### OBJECTIVE 1
Retype the stretch of the opinion header from "No. 1-16-0973" through "in the judgment.", keeping every word and mark unchanged.
### OBJECTIVE 2
List every judge or justice named in the opinion header.

### SELECTED EXTRACT
APPELLATE COURT OF ILLINOIS FIRST JUDICIAL DISTRICT FIRST DIVISION
Jun 5, 2017
2017 Ill. App. 160973 (Ill. App. Ct. 2017)

Opinion

No. 1-16-0973

06-05-2017

HULWAH MOHAMMAD, Plaintiff-Appellee, v. SAOUD DABBAH and DABBAH PROPERTIES, LLC, Defendants-Appellants.


NOTICE: This order was filed under Supreme Court Rule 23 and may not be cited as precedent by any party except in the limited circumstances allowed under Rule 23(e)(1). Appeal from the Circuit Court of Cook County, Law Division No. 13 L 591 Honorable James P. Flannery, Judge Presiding JUSTICE SIMON delivered the judgment of the court.
Justices Harris and Mikva concurred in the judgment.

[Stored items]
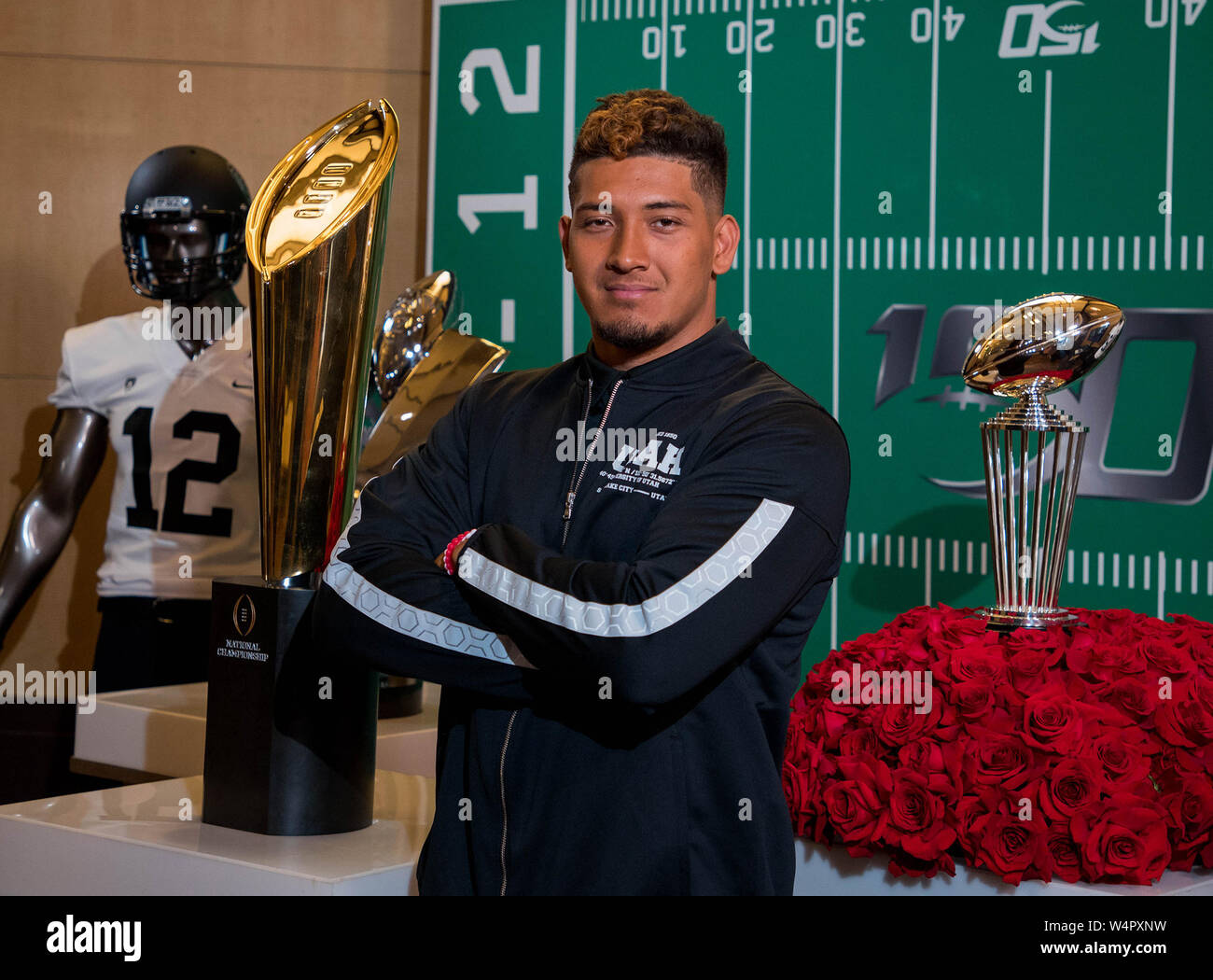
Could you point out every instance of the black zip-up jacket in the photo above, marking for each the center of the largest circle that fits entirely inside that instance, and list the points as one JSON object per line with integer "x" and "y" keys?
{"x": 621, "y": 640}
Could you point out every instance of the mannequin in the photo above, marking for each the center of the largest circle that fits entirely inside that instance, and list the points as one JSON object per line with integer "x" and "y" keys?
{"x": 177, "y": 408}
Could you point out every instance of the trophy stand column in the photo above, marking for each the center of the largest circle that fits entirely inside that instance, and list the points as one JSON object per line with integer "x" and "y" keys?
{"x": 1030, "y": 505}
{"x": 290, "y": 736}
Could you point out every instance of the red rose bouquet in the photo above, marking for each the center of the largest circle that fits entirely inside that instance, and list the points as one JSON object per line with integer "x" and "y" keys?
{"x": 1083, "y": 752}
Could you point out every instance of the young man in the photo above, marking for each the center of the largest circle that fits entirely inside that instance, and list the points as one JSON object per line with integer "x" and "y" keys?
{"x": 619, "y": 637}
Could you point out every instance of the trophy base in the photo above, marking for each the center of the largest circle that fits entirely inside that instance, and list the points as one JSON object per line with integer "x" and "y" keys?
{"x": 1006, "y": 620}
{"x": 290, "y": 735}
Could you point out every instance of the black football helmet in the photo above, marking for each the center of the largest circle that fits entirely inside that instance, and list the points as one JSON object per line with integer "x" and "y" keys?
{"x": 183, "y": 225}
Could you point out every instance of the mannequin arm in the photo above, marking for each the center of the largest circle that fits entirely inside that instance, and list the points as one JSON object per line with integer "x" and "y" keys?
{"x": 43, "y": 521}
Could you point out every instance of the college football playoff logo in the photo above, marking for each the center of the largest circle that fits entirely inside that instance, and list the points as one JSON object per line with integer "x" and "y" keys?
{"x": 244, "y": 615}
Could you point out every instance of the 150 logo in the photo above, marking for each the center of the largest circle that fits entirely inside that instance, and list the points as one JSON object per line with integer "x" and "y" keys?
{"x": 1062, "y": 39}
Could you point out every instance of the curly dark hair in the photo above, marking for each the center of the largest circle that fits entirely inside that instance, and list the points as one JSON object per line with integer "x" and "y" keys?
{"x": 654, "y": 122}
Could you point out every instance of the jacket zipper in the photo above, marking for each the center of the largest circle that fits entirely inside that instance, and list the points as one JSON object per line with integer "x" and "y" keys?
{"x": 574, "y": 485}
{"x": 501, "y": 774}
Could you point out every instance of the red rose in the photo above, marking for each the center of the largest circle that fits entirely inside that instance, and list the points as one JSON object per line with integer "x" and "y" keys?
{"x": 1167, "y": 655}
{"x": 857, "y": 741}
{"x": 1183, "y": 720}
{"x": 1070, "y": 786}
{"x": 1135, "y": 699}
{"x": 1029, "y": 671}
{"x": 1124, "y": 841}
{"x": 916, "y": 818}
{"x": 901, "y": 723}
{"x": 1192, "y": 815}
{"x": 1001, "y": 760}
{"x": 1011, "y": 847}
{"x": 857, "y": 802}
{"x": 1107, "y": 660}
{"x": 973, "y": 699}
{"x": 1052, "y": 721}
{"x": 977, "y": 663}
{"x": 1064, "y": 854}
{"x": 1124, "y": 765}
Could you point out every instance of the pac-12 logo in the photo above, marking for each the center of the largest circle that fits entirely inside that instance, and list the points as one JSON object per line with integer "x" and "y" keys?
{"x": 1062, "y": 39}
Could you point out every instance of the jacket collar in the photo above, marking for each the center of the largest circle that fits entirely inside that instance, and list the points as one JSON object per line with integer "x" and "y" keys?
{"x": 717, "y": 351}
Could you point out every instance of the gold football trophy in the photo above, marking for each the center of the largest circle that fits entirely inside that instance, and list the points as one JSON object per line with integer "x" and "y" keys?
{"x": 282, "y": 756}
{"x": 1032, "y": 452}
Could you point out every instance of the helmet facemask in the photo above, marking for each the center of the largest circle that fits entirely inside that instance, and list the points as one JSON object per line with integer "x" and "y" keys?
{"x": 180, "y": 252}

* * *

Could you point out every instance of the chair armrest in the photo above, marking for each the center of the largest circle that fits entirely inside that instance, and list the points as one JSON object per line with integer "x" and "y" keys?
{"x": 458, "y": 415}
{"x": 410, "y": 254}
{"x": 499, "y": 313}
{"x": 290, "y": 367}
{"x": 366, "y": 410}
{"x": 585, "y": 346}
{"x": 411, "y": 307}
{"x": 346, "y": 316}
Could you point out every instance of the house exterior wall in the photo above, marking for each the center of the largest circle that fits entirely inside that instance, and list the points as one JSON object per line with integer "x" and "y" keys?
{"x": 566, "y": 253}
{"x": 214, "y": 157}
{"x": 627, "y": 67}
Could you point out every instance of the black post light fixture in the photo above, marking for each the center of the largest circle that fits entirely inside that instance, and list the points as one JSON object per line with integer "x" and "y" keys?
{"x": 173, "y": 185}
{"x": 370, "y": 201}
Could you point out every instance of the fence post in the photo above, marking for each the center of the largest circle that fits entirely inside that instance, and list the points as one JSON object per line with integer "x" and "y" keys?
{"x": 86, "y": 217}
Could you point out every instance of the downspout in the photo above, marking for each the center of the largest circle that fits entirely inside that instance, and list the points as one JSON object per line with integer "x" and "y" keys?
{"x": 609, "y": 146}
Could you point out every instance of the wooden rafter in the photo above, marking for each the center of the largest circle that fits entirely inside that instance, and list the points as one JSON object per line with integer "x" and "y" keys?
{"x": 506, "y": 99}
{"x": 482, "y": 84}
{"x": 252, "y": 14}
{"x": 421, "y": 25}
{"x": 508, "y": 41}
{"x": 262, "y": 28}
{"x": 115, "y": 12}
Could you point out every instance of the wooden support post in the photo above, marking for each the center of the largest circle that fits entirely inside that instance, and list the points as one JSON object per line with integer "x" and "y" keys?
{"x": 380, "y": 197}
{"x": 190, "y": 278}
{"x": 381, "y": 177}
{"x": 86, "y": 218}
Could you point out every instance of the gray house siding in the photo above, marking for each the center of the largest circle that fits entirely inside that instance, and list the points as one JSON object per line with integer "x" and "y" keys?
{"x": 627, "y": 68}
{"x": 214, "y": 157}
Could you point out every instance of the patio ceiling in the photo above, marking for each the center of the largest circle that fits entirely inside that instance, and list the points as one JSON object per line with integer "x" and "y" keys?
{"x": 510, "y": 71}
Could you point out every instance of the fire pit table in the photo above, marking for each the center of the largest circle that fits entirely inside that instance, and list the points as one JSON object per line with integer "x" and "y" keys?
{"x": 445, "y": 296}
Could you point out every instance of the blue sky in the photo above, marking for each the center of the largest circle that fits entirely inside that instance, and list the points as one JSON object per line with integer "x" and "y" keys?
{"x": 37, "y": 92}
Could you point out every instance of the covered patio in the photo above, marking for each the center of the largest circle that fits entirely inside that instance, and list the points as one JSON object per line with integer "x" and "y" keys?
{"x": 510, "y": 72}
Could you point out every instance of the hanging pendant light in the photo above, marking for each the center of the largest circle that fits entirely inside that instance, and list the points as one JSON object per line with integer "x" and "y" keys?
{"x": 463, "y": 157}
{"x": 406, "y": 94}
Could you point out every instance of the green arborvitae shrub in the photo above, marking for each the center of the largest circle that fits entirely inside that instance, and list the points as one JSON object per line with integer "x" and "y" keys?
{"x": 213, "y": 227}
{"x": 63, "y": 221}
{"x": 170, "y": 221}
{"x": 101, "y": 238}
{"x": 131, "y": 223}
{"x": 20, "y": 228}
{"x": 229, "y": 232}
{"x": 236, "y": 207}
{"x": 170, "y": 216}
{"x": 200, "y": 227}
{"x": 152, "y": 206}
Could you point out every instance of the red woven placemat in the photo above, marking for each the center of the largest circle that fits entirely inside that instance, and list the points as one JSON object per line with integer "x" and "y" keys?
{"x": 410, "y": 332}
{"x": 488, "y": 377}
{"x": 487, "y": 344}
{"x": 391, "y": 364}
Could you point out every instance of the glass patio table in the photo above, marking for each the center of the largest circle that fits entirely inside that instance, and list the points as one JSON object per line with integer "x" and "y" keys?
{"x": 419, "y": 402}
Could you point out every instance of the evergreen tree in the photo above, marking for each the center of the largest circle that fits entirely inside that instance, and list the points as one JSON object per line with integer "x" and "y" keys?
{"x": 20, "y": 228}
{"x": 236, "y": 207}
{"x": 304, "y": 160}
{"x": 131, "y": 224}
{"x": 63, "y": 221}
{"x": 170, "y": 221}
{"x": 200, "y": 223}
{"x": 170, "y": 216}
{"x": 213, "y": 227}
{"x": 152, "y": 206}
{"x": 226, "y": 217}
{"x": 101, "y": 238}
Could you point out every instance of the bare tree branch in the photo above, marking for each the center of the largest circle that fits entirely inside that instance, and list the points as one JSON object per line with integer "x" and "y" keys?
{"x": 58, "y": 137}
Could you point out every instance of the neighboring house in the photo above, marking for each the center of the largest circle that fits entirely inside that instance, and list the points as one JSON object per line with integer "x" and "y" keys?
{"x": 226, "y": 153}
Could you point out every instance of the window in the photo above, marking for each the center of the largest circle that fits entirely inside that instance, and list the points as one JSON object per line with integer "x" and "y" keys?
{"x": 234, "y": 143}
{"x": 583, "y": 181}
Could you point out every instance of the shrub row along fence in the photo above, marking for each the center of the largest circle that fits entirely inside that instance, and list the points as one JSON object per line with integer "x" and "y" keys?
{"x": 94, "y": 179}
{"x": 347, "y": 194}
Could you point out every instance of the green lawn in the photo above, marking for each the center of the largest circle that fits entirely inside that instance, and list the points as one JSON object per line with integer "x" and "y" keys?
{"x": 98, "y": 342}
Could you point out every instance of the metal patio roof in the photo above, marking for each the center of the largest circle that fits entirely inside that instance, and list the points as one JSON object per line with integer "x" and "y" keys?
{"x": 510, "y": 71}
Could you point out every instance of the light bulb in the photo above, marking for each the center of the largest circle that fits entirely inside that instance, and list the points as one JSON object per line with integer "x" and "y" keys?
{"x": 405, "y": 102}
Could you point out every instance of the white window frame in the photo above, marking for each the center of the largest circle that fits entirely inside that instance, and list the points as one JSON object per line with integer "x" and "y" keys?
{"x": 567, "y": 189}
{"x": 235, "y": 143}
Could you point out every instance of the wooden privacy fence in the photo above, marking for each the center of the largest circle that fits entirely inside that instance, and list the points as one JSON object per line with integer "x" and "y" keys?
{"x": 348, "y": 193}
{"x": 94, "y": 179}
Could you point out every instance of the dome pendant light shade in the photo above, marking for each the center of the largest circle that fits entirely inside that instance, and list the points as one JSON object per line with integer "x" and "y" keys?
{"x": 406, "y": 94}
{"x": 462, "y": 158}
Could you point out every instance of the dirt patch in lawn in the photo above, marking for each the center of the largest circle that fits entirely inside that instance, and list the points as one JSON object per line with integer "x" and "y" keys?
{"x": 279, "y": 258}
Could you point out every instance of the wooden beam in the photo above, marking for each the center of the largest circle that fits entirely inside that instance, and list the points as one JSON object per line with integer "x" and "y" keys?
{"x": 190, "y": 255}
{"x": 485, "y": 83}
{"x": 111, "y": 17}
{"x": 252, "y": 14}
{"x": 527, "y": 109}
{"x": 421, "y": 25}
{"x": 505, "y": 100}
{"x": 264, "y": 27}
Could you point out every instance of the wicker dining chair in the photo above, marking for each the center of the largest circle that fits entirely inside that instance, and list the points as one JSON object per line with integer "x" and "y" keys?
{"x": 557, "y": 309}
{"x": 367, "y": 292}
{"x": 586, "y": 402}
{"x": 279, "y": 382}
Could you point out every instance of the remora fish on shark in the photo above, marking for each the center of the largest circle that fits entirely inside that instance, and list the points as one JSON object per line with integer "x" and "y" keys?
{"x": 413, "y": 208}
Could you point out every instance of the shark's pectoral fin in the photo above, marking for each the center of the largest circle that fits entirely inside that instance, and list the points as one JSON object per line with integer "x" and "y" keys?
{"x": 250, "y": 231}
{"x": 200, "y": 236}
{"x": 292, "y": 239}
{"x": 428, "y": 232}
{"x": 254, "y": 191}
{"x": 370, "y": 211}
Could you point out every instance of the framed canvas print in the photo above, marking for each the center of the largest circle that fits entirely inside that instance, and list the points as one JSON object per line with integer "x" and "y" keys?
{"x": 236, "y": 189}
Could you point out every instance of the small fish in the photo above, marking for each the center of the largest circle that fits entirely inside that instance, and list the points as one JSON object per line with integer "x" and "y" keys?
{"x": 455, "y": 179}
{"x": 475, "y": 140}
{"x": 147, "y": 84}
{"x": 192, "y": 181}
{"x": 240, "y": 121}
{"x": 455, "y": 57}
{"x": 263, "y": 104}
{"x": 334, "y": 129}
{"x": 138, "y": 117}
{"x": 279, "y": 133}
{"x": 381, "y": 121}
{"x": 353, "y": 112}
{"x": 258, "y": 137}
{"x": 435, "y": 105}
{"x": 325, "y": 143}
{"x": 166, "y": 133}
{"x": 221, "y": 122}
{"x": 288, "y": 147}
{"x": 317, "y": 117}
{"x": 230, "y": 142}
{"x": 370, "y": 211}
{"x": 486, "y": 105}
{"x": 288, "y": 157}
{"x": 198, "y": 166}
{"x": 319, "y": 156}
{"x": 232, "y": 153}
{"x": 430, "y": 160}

### TASK SOLUTION 1
No. 1-16-0973

06-05-2017

HULWAH MOHAMMAD, Plaintiff-Appellee, v. SAOUD DABBAH and DABBAH PROPERTIES, LLC, Defendants-Appellants.


NOTICE: This order was filed under Supreme Court Rule 23 and may not be cited as precedent by any party except in the limited circumstances allowed under Rule 23(e)(1). Appeal from the Circuit Court of Cook County, Law Division No. 13 L 591 Honorable James P. Flannery, Judge Presiding JUSTICE SIMON delivered the judgment of the court.
Justices Harris and Mikva concurred in the judgment.

### TASK SOLUTION 2
James P. Flannery
Simon
Harris
Mikva